● STORED DATA
"""

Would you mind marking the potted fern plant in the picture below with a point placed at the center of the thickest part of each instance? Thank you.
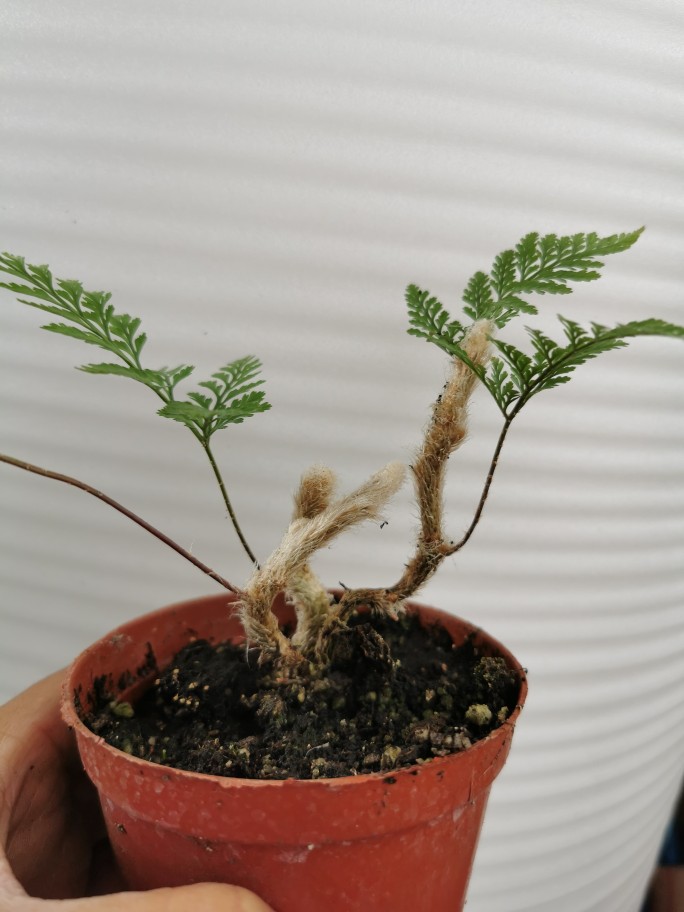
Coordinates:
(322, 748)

"""
"""

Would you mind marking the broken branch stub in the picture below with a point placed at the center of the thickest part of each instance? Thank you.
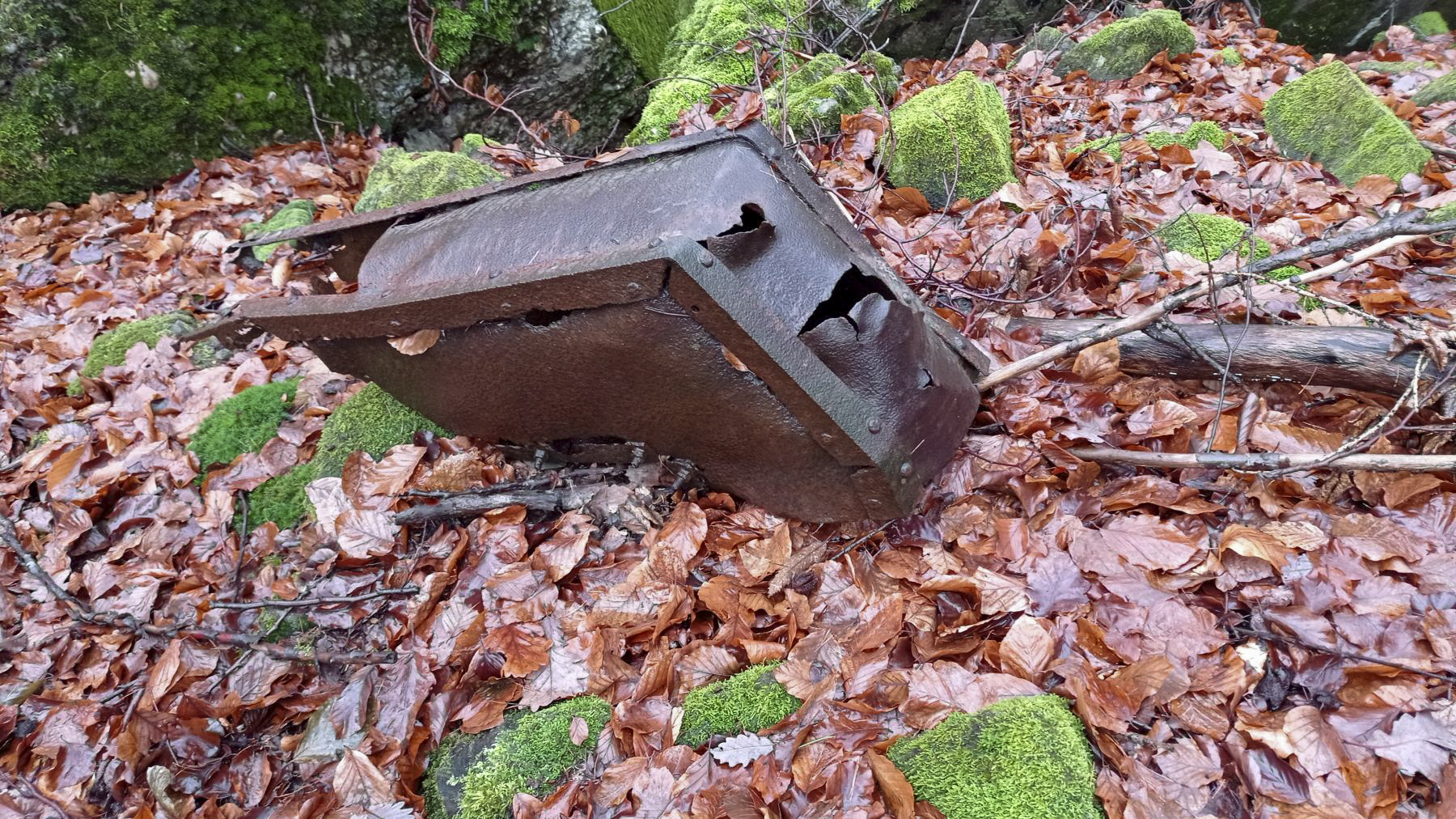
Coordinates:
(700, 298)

"""

● REQUIRED TASK
Report in full every line in the rows above that contains the string "placed", treating uppercase and lowercase as different.

● RESULT BELOW
Would you mind marking the potted fern plant in the picture below with a point placed at the center of the thickest part of each instance? Thank you.
Would you mind marking the broken branch stub in the picture below with a point placed at the center of the thickest part of each instance? Thank you.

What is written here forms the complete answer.